*Data listing:*
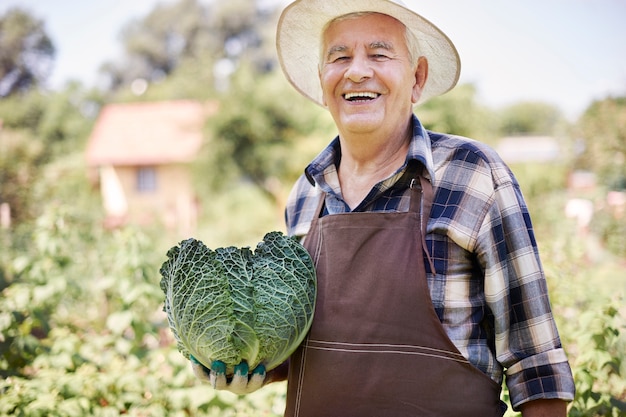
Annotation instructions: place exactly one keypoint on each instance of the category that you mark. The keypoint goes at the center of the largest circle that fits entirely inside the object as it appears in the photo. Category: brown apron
(376, 347)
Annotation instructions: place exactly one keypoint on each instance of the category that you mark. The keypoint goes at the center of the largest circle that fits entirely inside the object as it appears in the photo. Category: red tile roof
(148, 133)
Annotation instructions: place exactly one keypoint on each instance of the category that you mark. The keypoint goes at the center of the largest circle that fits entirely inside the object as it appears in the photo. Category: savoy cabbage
(232, 305)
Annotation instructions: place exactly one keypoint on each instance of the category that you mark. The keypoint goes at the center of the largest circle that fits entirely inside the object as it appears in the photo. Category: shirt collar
(419, 150)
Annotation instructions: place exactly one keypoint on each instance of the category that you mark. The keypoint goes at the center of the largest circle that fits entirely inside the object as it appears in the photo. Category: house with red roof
(139, 154)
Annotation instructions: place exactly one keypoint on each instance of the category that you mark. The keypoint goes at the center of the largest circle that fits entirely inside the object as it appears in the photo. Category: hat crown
(299, 31)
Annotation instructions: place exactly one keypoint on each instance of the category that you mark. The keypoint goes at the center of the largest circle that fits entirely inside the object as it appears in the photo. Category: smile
(361, 96)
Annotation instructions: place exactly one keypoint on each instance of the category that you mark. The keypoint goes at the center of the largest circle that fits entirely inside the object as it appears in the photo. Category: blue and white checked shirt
(489, 289)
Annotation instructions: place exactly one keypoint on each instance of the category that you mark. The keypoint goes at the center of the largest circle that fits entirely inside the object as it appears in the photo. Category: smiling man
(430, 286)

*What to work on:* Leaving every picture aside, repeat the listing exactly.

*Answer section:*
Annotation instructions: place exactly one keypoint on each instance of the category that you mark. The keypoint goes at the center of the largest circle that fits entirely inside the object as it appears in the photo. Category: brown apron
(376, 347)
Annotation instructions: place exactly one keypoint on each instance of the category that you mark. The keypoint goes at the center of the largest circle that fits entirely inside the object as it appears in the photo. Category: red tile roof
(148, 133)
Annotation instructions: place exactly one keypoint on each instance of the category that you mark. The keypoint goes at the center of the largest circle that fits entirely inside the object as it appears in the photo. Category: savoy cabbage
(232, 305)
Annotation instructions: place exactly one keypoint on each instance of the category that you mark. The keypoint goes at the center of the largest circle that fits entirely inside the object as it appears in the photo. Category: shirt collar
(419, 150)
Annotation instructions: place exactly one keypoint on each instance of the category that you mark. The keypoint goes at the center of the largest circle that fits entirely inside the object as it appears in the photo. Category: house with red roof
(139, 154)
Annotation instructions: place exactly one keypoint on each instance of the category that you mark. The keypoint goes at the center of the largest circle that fits entirely inside the object as it appears in the photo. Category: hat crown
(299, 31)
Annotation instructions: place exactly one keypoint on each instance of the category that you mark. The keypoint goes at the center of the largest circle that fits entirely inside the object as it appears in the photo. Category: smile
(361, 96)
Annotation instructions: place exactly one keypoint on each instance of the category that you mark. The keypoint goes at the center of the largest circle that fits entirely inside the object as it appears in the photo. Category: blue and white checked shirt
(489, 289)
Annotation instructions: place exactly one keypoint on each instance of the category that you mark. The keypoint goes at the center of the largest circle that fits entirely inside the object as it appears in the photo. Category: smiling man
(430, 286)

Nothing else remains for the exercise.